** Available records follows **

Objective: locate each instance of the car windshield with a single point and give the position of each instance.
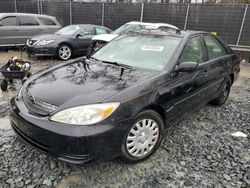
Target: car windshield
(68, 30)
(141, 51)
(128, 27)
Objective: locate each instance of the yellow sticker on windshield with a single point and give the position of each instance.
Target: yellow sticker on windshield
(152, 48)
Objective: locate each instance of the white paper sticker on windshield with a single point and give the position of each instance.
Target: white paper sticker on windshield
(152, 48)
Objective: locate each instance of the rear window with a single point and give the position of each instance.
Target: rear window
(9, 21)
(27, 21)
(47, 21)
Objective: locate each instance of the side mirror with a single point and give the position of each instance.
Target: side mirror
(79, 35)
(187, 67)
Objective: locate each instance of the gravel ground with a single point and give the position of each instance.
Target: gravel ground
(198, 152)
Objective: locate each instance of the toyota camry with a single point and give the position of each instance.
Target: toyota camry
(119, 101)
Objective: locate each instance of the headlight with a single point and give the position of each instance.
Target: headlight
(45, 42)
(85, 115)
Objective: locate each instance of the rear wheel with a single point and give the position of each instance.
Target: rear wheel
(143, 137)
(4, 85)
(64, 52)
(222, 98)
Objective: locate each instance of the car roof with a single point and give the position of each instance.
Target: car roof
(25, 14)
(93, 25)
(155, 25)
(170, 32)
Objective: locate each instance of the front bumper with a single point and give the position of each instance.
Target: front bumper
(41, 50)
(69, 143)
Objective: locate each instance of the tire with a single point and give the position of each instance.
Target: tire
(64, 52)
(223, 96)
(4, 85)
(148, 137)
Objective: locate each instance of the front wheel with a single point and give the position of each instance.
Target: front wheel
(64, 52)
(223, 96)
(143, 137)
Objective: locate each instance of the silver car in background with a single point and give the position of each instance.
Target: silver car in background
(16, 28)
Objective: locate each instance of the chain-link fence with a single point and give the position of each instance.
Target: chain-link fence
(231, 22)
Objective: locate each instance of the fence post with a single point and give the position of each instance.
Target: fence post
(242, 25)
(103, 11)
(15, 5)
(70, 13)
(41, 7)
(185, 26)
(38, 7)
(142, 12)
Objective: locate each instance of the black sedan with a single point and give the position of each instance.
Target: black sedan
(66, 42)
(119, 101)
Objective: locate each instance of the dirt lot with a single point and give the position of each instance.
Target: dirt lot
(198, 152)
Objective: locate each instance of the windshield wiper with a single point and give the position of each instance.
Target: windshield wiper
(118, 64)
(113, 63)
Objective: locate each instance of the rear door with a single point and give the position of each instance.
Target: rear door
(219, 62)
(28, 27)
(9, 31)
(48, 26)
(182, 93)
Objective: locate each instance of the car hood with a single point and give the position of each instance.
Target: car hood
(104, 37)
(48, 37)
(82, 82)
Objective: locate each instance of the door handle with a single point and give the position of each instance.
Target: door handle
(188, 90)
(204, 73)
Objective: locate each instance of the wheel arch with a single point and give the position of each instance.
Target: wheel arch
(157, 108)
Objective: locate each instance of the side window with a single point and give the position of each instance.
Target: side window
(9, 21)
(193, 51)
(99, 30)
(214, 48)
(86, 31)
(47, 21)
(27, 21)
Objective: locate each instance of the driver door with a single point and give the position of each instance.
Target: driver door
(83, 40)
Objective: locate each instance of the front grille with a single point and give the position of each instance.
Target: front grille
(31, 42)
(38, 106)
(30, 141)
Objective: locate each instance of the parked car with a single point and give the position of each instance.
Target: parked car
(16, 28)
(68, 41)
(101, 40)
(120, 100)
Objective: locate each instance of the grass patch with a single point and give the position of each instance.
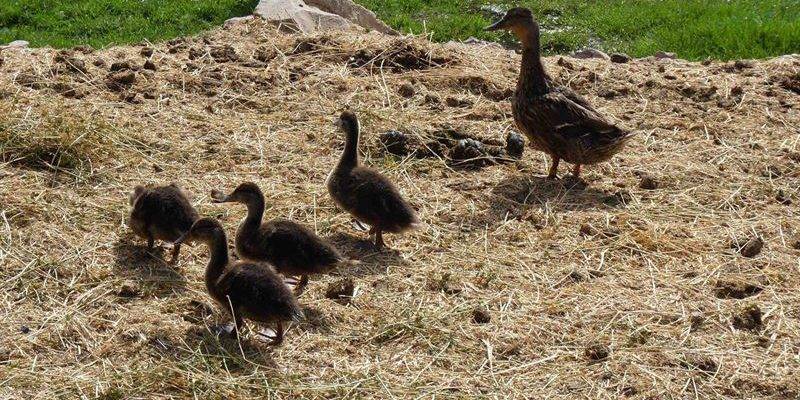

** End of Available records **

### Work instructions:
Please transcribe exactly the lines above from the line that has "Objective: locate each instance of the front bumper" up to and including the line that has "Objective: locate each instance of the front wheel"; no other line belongs in the answer.

### Response to the task:
Objective: locate each instance of the front bumper with a single point and give the position of each instance.
Target: front bumper
(41, 50)
(69, 143)
Objective: locate each instance of the tire with a single point and give the position of each instance.
Target: tire
(64, 52)
(223, 96)
(4, 85)
(148, 137)
Objective: locate each instance of the front wheel with a single point and give the position of each instance.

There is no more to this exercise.